Problems and tasks —
- a) List every song title named in the forum post about Phil Anselmo's singing.
- b) Condense the paragraph of the forum post about Phil Anselmo's singing that begins "In a lot of these threads", keeping its main facts.
- c) Extend the forum post about Phil Anselmo's singing from where it stops.

**** Text segment ****

In a lot of these threads we talk about whether or not people are singing in CVT overdrive and usually it comes down to high+powerful =/= overdrive. So I'm trying to figure out whether Phil is belting or not in certain clips. His rasp and studio production can make it really hard to determine. The fundamental frequency also disappears sometimes without me even noticing it when it happens. I know he shouldn't be able to belt extremely high, he is after all, a bass baritone as far as I can tell. A C5 in a live clip of the Goddamn Electric chorus had me fooled for a while but I determined that it had to have been a head voice of some kind. I think if he coul I caught a Bb4 that I'm 90% sure was belted in a live version of Cowboys from Hell. He goes back and fourth in the shouted sections of Cemetery Gates. He goes back and fourth a lot. Not always because he has to, but to change the emphasis sometimes. I'm wondering how high somebody with his voice type can belt. Bb4 sounds like the ceiling so far. That's my own ceiling and I believe my voice is higher than his. I'm afraid to keep pushing it up, but I like the sound. It's about as raw as it gets. I do not believe that it can be perfectly replicated through twanging, but Anselmo comes pretty close at times.

**** Given data ****

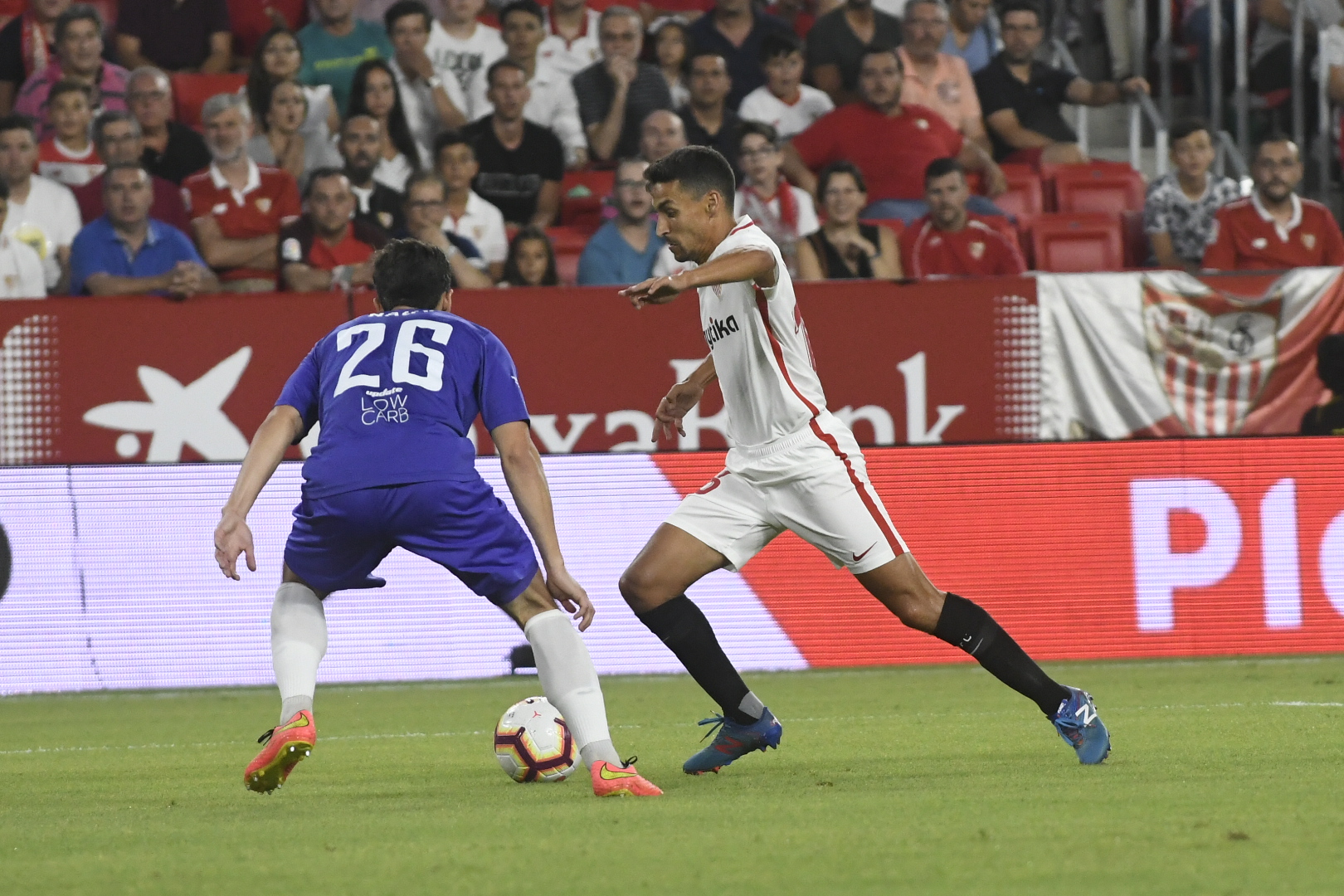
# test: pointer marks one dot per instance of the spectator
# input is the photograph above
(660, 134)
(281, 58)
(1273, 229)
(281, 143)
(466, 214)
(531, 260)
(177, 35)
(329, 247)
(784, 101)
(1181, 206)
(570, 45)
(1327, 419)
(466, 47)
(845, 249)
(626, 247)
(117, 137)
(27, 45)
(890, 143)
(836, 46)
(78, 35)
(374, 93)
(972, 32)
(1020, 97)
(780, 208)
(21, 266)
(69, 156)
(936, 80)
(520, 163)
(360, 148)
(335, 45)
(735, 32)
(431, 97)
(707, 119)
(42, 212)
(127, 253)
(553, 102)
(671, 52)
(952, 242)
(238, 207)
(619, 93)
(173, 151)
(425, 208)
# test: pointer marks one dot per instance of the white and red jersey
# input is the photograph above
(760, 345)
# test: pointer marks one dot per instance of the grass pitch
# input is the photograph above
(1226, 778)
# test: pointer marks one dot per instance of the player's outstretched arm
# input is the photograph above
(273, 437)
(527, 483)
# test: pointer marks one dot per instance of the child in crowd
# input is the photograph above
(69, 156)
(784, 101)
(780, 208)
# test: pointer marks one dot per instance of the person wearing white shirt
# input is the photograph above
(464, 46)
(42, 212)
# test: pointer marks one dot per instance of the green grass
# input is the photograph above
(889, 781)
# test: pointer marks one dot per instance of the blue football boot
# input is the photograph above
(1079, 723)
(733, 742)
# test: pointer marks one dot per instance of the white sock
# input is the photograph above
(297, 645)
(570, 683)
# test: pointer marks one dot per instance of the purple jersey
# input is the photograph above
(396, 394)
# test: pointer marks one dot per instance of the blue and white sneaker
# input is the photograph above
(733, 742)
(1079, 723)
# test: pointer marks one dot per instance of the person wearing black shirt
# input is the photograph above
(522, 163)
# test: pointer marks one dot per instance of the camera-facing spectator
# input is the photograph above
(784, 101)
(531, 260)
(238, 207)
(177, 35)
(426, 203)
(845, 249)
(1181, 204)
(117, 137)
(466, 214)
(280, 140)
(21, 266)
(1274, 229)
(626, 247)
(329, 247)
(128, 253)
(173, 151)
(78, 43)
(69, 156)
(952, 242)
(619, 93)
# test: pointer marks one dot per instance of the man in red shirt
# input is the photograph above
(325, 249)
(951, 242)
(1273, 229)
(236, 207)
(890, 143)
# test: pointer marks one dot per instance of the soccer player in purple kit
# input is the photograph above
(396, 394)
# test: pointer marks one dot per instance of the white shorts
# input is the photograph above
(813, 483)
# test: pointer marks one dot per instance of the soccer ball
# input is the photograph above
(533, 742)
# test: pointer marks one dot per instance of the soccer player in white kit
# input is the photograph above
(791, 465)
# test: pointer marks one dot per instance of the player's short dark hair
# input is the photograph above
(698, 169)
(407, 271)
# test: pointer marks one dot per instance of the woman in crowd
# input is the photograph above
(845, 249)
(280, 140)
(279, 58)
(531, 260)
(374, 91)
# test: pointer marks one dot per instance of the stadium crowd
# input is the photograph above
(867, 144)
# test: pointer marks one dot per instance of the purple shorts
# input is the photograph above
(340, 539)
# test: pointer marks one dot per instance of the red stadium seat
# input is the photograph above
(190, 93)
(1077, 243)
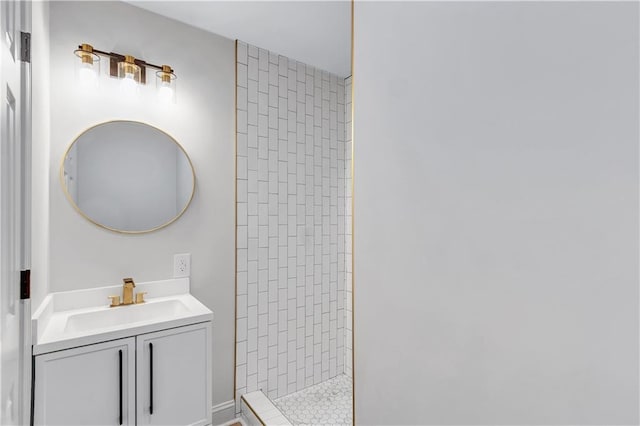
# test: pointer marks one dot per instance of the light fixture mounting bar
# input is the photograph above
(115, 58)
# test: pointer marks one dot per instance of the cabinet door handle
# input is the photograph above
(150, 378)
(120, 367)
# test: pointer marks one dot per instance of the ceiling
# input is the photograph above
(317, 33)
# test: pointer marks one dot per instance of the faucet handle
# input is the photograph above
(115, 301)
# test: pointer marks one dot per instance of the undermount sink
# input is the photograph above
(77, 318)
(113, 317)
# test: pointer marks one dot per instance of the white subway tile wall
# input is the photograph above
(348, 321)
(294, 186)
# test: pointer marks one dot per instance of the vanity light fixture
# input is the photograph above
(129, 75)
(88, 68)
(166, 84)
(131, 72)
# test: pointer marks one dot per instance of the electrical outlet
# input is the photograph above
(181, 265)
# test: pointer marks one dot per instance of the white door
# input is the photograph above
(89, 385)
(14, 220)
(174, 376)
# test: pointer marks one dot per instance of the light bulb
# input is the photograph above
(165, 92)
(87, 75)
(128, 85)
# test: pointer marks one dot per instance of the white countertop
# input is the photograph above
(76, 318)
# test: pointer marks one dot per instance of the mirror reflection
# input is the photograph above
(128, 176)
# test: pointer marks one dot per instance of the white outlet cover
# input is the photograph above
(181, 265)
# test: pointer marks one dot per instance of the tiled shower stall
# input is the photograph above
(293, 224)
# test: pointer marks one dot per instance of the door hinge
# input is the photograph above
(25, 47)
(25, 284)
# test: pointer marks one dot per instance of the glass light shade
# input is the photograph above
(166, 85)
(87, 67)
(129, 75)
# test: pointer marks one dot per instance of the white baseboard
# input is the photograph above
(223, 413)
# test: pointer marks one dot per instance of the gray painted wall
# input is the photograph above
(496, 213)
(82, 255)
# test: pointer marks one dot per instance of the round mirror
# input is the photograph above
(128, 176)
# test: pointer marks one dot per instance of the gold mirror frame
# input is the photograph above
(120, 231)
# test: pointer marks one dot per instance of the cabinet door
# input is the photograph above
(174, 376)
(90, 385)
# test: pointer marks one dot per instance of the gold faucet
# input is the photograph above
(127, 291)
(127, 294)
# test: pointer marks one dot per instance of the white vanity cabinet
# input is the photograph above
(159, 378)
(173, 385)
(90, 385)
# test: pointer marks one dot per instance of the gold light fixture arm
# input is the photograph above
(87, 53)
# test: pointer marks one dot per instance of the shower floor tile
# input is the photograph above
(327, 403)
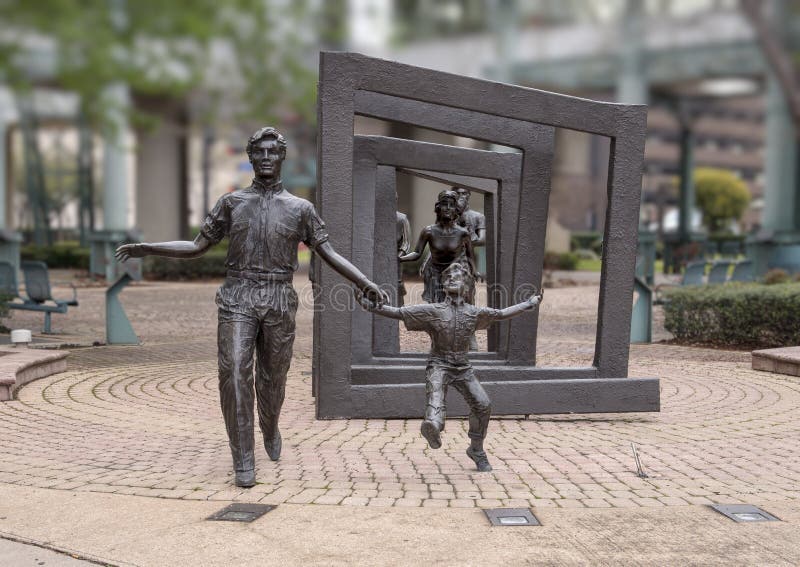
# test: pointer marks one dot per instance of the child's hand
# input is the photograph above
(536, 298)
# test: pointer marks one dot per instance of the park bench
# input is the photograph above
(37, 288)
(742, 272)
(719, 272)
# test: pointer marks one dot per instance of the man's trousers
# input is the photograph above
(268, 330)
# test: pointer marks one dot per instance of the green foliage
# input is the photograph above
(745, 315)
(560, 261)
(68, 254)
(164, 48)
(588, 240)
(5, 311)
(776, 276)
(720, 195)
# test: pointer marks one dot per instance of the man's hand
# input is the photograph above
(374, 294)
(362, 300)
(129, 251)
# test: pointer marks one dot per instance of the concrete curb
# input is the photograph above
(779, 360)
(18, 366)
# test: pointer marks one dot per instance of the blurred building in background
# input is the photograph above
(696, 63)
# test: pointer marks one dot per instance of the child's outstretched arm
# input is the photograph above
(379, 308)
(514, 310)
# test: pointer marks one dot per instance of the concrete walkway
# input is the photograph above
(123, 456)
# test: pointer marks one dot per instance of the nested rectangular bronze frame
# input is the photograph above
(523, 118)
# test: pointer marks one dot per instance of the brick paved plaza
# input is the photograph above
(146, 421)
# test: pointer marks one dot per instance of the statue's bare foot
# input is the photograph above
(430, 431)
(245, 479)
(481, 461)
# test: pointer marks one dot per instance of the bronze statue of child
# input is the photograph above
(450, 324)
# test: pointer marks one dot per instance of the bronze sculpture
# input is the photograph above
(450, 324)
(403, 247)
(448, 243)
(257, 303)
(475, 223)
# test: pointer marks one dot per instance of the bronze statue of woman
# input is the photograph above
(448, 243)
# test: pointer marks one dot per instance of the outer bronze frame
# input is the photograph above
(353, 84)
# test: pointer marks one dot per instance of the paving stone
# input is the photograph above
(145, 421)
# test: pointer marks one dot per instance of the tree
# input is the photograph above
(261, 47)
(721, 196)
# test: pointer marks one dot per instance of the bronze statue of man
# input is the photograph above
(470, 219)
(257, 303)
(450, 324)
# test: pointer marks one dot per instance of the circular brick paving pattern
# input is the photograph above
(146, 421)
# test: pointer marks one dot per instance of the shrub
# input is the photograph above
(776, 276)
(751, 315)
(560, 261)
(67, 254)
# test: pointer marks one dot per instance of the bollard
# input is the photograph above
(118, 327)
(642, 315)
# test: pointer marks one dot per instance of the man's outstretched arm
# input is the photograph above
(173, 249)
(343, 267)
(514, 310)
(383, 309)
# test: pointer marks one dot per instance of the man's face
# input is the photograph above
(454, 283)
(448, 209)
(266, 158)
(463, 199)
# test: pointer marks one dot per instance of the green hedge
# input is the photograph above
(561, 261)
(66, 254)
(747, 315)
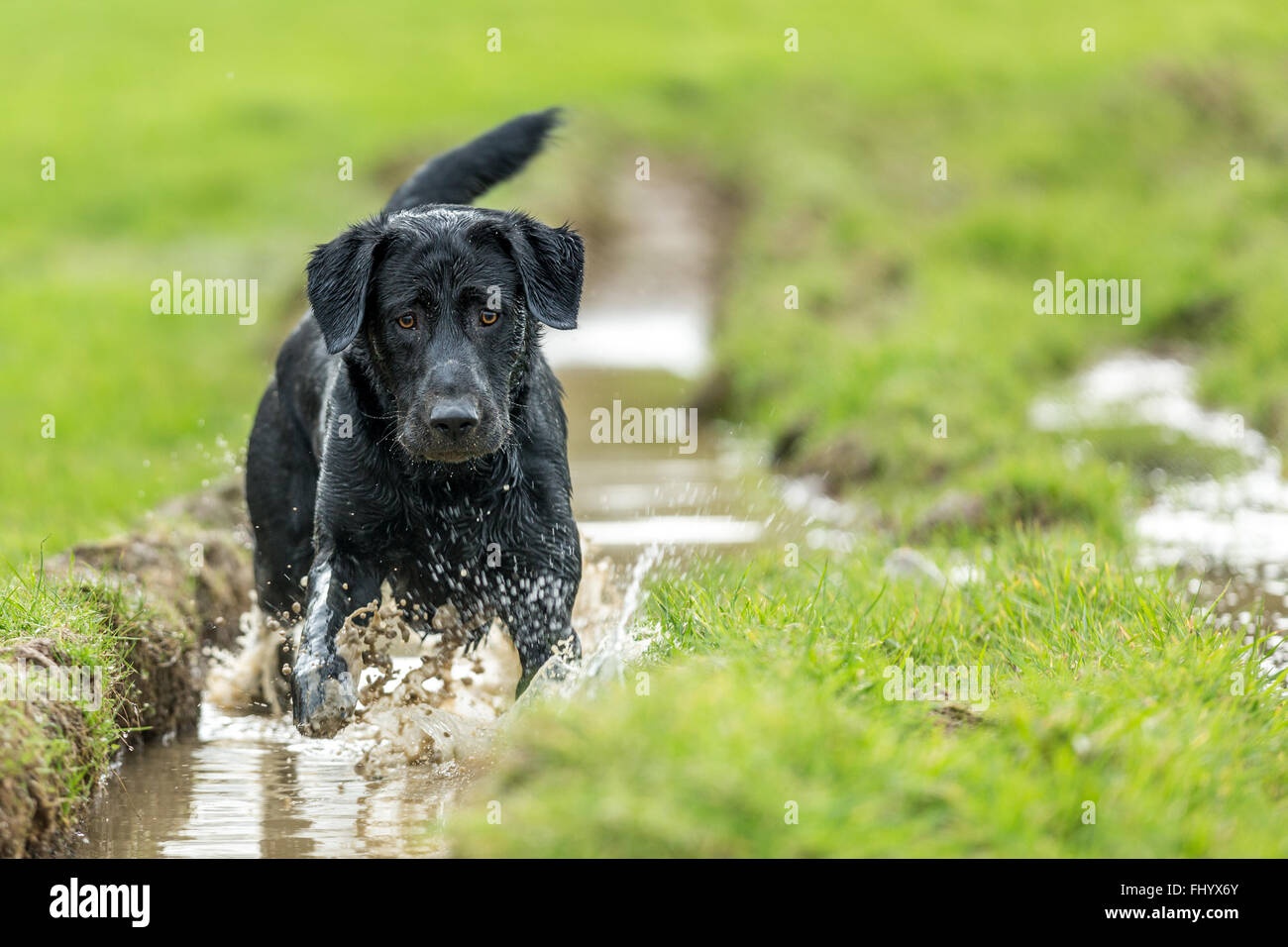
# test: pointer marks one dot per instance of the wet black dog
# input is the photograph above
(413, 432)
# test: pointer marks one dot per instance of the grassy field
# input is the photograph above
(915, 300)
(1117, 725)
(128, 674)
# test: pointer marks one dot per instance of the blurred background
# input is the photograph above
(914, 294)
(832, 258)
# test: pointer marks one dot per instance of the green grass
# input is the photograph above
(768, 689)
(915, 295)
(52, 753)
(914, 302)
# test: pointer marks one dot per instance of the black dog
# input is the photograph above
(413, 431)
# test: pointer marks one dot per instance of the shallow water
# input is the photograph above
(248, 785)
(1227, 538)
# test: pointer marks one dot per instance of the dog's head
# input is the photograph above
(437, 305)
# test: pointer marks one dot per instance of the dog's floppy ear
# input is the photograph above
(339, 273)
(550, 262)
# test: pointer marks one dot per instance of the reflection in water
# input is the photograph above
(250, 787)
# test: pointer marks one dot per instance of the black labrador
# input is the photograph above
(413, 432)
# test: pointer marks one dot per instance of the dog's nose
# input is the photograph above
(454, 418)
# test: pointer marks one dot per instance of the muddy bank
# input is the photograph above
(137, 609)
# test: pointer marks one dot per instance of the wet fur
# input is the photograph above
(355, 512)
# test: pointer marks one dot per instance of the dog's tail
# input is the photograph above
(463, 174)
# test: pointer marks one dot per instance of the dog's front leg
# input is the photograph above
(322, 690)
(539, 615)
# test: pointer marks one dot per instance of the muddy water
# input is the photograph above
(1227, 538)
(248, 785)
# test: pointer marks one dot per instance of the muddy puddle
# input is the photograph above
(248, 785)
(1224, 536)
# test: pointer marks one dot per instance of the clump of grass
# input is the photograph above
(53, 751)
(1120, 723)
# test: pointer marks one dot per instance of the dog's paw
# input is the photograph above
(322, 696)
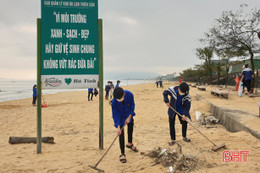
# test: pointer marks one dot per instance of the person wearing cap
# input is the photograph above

****

Solved tasks —
- a)
Goddamn Electric
Cowboys from Hell
Cemetery Gates

- b) Threads on CVT overdrive often conclude that singing high and powerfully is not the same as overdrive. The writer is trying to work out whether Phil is belting in certain clips. His rasp, studio production, and a fundamental frequency that sometimes drops out unnoticed make this hard to judge. As an apparent bass baritone, he should not be able to belt extremely high. A C5 in a live Goddamn Electric chorus turned out to be some kind of head voice. A Bb4 in a live Cowboys from Hell is, with 90% certainty, belted. He switches back and forth often, as in the shouted sections of Cemetery Gates, sometimes to change emphasis. Bb4 seems to be the ceiling so far. That is also the writer's own limit, even though the writer's voice seems higher than his. The writer likes the raw sound but is afraid to push it higher. The writer doubts that twanging can perfectly replicate it, though Anselmo comes close at times.

- c)
I don't know what the status is these days but Anselmo has shown that he was at one point capable of twanging as high as F#5 and possibly A5 in earlier works. His range was colossal and he does know how to sing. He's a singer who makes the active choice not to use technique that he has had access to. Or maybe he just has a sophisticated screaming technique? And if so is it worth attempting to analyze?

A while back somebody on here tried to start a thread about false chord screaming. I don't believe this forum has many experts on the subject. I've learned how to vary the degree of pitchlessness and a few different ways to imply fundamental frequencies. Some using the vocal cords and some using overtones. I also worked it up to a relatively high volume without hurting myself, although it is a balancing act not to at times. If you hurt yourself, not only should you not attempt it, you wont have much success if you do attempt it. Most technique based systems people use are a little restrictive or not in depth enough. What Phil Does is he goes back and fourth between false chord screaming and singing. He might sound like a grunting drunken asshole to people who aren't fans, and in many live clips he is exactly that; he was pretty consistently inconsistent in his worst years. But I've found his overall style particularly difficult to dissect and replicate.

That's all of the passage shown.